Instructions to follow:
Quote the entries below from the line with "For the audit, pick out each instance of the armored" through the line with "Target: armored vehicle", both ends included, and only those lines.

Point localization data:

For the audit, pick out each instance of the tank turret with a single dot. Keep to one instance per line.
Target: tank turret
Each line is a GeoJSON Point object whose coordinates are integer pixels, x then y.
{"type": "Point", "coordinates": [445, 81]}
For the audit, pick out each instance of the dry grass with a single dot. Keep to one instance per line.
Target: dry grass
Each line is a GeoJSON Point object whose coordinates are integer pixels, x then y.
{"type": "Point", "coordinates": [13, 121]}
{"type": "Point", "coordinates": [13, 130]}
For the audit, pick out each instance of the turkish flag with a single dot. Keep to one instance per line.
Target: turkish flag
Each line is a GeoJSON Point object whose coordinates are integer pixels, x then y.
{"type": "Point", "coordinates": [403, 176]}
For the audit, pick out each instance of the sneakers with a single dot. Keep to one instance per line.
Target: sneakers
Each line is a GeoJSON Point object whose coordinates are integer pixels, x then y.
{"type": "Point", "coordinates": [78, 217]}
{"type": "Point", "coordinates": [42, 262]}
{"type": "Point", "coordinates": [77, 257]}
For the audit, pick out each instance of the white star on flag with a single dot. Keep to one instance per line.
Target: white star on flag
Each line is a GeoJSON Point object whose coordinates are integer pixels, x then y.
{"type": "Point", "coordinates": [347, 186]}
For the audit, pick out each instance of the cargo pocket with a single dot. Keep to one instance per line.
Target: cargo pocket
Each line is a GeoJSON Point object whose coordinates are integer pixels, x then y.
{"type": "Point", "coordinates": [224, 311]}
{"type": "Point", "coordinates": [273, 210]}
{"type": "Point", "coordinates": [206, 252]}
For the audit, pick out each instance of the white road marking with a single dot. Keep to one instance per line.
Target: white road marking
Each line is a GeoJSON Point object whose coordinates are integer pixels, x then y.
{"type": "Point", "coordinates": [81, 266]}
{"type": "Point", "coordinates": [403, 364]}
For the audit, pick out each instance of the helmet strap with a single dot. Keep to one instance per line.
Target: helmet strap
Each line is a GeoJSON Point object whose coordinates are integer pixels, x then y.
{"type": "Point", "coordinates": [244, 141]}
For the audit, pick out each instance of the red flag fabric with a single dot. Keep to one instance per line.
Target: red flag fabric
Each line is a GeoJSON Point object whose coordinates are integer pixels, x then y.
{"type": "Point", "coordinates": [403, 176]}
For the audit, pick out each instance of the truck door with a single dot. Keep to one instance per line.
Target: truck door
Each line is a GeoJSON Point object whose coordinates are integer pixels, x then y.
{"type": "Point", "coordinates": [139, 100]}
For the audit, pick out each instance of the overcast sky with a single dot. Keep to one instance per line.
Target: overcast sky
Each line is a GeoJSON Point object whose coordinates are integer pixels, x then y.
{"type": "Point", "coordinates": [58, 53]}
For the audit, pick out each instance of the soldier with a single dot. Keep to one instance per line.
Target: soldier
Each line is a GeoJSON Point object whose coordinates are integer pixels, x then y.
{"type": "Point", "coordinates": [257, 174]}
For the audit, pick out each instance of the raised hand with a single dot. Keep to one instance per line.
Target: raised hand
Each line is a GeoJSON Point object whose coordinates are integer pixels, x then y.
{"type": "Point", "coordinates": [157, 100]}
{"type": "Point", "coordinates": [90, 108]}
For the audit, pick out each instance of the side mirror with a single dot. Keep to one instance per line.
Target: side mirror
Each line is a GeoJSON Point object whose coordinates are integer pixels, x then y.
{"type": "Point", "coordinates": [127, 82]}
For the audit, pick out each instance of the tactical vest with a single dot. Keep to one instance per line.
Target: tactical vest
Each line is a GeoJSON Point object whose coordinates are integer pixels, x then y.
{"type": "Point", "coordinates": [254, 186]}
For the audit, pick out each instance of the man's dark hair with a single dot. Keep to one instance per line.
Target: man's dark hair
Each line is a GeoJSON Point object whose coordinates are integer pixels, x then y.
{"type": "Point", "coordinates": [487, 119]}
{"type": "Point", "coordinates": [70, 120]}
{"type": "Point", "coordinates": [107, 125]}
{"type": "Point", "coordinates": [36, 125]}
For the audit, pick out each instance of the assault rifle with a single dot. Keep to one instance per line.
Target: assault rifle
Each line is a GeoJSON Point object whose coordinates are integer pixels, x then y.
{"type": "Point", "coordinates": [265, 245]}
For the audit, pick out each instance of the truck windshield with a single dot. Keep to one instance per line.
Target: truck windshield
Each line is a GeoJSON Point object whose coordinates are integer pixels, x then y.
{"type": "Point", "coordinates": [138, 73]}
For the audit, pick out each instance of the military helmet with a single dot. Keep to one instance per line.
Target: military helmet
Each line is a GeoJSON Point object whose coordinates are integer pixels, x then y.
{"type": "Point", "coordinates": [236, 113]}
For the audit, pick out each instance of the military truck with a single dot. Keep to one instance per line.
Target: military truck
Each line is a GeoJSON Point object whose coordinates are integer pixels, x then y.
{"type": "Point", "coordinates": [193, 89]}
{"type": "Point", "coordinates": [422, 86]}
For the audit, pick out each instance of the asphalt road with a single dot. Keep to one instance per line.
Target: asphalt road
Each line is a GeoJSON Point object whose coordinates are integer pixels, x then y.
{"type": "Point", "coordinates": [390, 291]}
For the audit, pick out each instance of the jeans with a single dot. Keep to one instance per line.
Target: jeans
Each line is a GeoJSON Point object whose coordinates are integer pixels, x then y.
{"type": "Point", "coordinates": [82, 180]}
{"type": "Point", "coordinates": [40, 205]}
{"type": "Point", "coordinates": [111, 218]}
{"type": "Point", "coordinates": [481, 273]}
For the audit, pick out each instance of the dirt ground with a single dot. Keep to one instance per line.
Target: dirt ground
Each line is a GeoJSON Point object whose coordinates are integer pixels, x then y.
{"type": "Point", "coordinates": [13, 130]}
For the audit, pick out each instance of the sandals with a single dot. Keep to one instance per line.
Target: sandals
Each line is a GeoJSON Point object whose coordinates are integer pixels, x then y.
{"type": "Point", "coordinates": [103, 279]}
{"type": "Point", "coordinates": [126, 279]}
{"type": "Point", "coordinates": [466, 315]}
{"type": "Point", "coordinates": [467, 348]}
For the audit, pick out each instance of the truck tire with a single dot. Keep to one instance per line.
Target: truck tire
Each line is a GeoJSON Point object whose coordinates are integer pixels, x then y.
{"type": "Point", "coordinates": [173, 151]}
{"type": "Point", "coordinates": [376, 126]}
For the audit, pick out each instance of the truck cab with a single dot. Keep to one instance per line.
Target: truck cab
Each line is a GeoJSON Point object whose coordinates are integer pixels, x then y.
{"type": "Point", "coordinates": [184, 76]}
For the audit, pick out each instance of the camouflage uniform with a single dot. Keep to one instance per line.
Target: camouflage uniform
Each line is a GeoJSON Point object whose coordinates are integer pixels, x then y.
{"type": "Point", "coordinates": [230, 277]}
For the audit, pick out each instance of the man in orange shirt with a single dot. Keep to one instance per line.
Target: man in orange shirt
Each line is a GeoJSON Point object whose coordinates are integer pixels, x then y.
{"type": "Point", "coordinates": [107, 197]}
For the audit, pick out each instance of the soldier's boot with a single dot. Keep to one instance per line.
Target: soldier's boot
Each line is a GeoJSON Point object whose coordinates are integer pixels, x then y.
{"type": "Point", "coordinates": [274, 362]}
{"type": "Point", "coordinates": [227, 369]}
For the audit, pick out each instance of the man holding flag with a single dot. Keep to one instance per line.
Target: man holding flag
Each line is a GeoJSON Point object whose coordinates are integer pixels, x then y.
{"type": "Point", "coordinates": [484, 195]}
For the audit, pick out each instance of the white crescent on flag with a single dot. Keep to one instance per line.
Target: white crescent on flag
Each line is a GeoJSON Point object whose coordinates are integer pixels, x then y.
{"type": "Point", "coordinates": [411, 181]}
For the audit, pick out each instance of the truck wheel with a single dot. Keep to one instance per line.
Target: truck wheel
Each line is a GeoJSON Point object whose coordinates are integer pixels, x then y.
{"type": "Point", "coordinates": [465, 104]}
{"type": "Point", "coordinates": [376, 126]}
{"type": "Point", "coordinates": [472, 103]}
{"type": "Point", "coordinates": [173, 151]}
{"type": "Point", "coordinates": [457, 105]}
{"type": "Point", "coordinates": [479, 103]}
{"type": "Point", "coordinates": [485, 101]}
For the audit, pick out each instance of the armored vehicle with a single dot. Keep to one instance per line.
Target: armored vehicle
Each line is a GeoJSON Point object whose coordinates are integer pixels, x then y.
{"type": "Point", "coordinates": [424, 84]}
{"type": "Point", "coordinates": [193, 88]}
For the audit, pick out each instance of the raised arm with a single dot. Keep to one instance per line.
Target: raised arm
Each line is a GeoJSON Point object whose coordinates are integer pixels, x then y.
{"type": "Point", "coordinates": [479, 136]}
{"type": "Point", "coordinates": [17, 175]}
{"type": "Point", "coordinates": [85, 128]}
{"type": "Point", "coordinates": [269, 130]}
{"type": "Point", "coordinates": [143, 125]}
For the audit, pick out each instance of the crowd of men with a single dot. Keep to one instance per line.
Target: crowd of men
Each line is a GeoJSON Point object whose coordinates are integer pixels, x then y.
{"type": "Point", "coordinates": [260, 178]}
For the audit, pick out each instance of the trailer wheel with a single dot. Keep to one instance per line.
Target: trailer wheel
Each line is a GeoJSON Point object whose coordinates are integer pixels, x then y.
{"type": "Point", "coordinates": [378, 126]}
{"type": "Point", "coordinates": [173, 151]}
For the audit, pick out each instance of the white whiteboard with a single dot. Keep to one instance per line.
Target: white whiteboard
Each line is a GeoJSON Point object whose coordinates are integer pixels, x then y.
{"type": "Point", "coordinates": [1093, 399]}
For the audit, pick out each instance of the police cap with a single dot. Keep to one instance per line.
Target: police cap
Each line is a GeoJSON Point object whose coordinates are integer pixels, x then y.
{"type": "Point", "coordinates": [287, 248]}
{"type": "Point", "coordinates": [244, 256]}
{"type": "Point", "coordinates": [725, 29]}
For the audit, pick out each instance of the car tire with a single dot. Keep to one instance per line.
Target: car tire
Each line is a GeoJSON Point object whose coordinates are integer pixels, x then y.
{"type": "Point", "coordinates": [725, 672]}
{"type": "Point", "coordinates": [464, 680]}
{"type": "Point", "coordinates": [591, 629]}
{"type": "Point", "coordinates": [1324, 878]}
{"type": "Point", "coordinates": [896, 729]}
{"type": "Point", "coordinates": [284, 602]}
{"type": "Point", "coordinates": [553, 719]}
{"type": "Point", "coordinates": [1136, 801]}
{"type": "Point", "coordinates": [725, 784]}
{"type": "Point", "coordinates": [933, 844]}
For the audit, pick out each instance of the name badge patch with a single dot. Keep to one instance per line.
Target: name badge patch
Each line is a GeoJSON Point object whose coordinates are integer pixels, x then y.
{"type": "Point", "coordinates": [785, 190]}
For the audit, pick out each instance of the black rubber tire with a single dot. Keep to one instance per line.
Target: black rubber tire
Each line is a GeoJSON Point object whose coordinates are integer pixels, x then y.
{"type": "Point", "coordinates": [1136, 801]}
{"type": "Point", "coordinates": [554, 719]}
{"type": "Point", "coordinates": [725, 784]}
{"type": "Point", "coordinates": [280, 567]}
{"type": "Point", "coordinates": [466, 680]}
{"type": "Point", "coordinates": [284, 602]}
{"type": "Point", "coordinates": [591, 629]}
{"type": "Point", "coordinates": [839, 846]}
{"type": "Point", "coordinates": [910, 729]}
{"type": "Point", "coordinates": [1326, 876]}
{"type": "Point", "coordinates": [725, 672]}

Exercise solution:
For the audit, pick out each instance of the armored vehicle with a single dot. Keep to one instance per line.
Target: armored vehicle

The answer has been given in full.